### SELECTED TEXT
------------------------------------------------
Fathers becoming a driving force in PTA
Sunday, March 4, 2012
New York -- At Public School 11 in Manhattan in New York City, the senior president of the Parent Teacher Association is a vivacious chatterbox who ascended the school's executive board the way many do: forging bonds with parents and teachers, doing an impressive stint as treasurer and finally being drafted for the top slot by a growing fan base.
The one thing this executive officer did not do is man the cupcake table.
"I'm not into the baking," said Juan Brea, an admission that once would have been unheard-of in the PTA.
Brea, who favors football, blue blazers, Polo cologne and chopping wood in his Catskills backyard on weekends, is part of the changing face of the PTA. What was once an easygoing volunteer group made up mostly of stay-at-home moms has begun to give way to male leadership.
"This is like running a small business," said Brea, 43, whose day job is chief operating officer at a small nonprofit. "I'm an operations guy. I believe I add value."
A 2009 study by the National Congress of Parents and Teachers and the National Center for Fathering, a nonprofit educational organization, found that 590 of 1,000 fathers surveyed nationwide said they attended school parent meetings. That is up from 470 out of 1,000 a decade earlier.
And in many of the top-rated public schools across New York City, where parent groups have become ever-more-efficient fundraising machines in the face of mounting budget cuts, fathers with financial expertise and a zest for leadership are not just going to those meetings, but running them.
The shift reflects a number of underlying social trends: more women with demanding jobs, more men underemployed in a lingering recession, more shared parenting responsibilities overall and the professionalization of the PTA.
In School District 2, which winds through some of Manhattan's priciest neighborhoods, at least 10 of the approximately 40 elementary and middle schools now have male parent-group leaders, up from just a couple 15 years ago.
On Staten Island, the male firefighters, police and emergency-medical technicians who used to shy away from PTA meetings now call many of them to order. And in brownstone Brooklyn's District 15, PTA boards have been inundated with male leadership, in what officials say is a 15 percent jump from five years ago.
For the most part, female PTA leaders applaud the injection of testosterone. But "both women and men would be lying if they were to say gender dynamics were not an issue," said Michelle Ciulla-Lipkin, a president of the PTA at P.S. 199 on the Upper West Side of Manhattan.
------------------------------------------------
### WORK TASK
According to the article on fathers in the PTA, what is Juan Brea's day job?
------------------------------------------------
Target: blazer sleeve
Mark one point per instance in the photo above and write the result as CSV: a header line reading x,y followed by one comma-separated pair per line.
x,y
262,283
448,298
------------------------------------------------
### ANSWER SECTION
He is chief operating officer at a small nonprofit.